The records -

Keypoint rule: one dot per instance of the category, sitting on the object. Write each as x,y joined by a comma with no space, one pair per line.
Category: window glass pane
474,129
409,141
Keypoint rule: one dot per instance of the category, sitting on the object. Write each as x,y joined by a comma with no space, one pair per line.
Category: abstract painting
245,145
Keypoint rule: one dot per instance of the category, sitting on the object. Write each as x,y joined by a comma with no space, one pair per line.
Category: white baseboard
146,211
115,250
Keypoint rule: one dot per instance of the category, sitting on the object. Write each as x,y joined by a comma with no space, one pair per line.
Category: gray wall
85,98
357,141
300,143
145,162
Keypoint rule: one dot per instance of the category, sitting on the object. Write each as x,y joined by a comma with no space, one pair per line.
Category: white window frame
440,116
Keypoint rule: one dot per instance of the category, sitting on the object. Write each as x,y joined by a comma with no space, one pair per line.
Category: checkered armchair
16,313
* * *
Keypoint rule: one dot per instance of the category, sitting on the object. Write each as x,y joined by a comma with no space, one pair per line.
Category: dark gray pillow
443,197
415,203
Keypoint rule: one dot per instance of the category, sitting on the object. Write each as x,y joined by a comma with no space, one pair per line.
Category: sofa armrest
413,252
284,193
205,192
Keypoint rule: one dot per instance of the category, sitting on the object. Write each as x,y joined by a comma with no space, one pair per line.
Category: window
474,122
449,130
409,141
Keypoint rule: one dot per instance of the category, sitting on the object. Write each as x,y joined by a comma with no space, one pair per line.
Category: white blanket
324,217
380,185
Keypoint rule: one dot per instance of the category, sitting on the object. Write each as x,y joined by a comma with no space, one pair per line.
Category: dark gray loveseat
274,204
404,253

Problem description - Please list every line of the records above that contains the word "window", copying each line in full. Case counts.

Solution to the exercise -
Category: window glass pane
Category: white window frame
Category: window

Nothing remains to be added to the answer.